>> BEGIN EXCERPTED PASSAGE

Mr. Lucy has made the statement that Mr. Gladstone was "a constant student of Punch" and "knew no occasion upon [Pg 175] which he was not able to join in the general merriment of the public; but hadn't there been enough about the fabulous collars?"
I received an editorial order to bury them, "but before long they were out again, flapping their folds in the political breeze."
Well, I have no doubt that Mr. Gladstone for many years was "a constant student of Punch," for during the greater portion of his political career he was idealised in the pages of Punch, and not caricatured. I doubt very much, however, if he made Punch an exception in his latter period, for it is well known that for years he was only allowed to see flattering notices of himself, and all references at all likely to disturb him were kept from his sight. At Mr. Lucy's own house, the night Mr. Gladstone dined with him, a copy of Punch was lying on the table, containing a rare thing for Punch—a supplement. In this case it took the shape of my caricatures of the Royal Academy, 1889. Just as dinner was announced Mr. Gladstone [Pg 176] saw the paper, and was on the point of taking it up. I handed it to him, but at the same moment slipped the supplement out of the number and threw it under the table, for it contained a caricature of Professor Herkomer's Academy portrait of Mrs. Gladstone, objecting to being placed next to a lady by Mr. Val Prinsep sitting for the "altogether." During dinner Mr. Gladstone mentioned this portrait of Mrs. Gladstone, and expressed great delight with Herkomer's work: it showed her mature age, he said, and as a portrait was very happy and true—he did not say anything about the hanging of it!
Mr. Gladstone was the life and soul of a party, and seemed to enjoy being the centre of attraction wherever he was.
Mr. Gladstone's portrait has been adopted by others besides caricaturists. It is carved as a gargoyle in the stone-work of a church, and the head of the Grand Old Man has been turned into a match-box. The latter I here reproduce. It was shown to me one evening when I was the guest at the Guard Mess at St. James's Palace. A clever young Guardsman, who had a taste for turning, worked this out in wood from my caricatures of Mr. Gladstone, and I advised his having it reproduced in pottery. The suggestion was carried out by the late Mr. Woodall, the Member for the Potteries, and was largely distributed at the time the G.O.M. was politically meeting his match and thought by some to be a little light-headed.
In being shown round the beautiful municipal buildings in Glasgow I found my caricature there accidentally figuring in the marble-work; and the guides at Antwerp Cathedral (as I have mentioned in the first chapter) point out a grotesque figure in the wood carving of the choir stalls which resembles almost exactly Mr. Gladstone's head as depicted by me.

>> END EXCERPTED PASSAGE

- [PROMPT]: Repeat, word for word, the stretch of the Gladstone passage from "Mr. Gladstone's portrait" through "a little light-headed.".

>> BEGIN RECORD SET

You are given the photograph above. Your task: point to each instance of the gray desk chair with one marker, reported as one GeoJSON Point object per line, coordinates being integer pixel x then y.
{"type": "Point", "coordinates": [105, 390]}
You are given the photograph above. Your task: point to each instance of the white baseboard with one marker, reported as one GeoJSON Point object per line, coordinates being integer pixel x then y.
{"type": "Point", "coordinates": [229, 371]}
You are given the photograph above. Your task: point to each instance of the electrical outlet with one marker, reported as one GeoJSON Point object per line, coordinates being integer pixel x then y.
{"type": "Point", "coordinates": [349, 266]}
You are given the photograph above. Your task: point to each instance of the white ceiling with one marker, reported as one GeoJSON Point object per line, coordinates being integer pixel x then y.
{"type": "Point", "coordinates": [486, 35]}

>> END RECORD SET

- [ANSWER]:
Mr. Gladstone's portrait has been adopted by others besides caricaturists. It is carved as a gargoyle in the stone-work of a church, and the head of the Grand Old Man has been turned into a match-box. The latter I here reproduce. It was shown to me one evening when I was the guest at the Guard Mess at St. James's Palace. A clever young Guardsman, who had a taste for turning, worked this out in wood from my caricatures of Mr. Gladstone, and I advised his having it reproduced in pottery. The suggestion was carried out by the late Mr. Woodall, the Member for the Potteries, and was largely distributed at the time the G.O.M. was politically meeting his match and thought by some to be a little light-headed.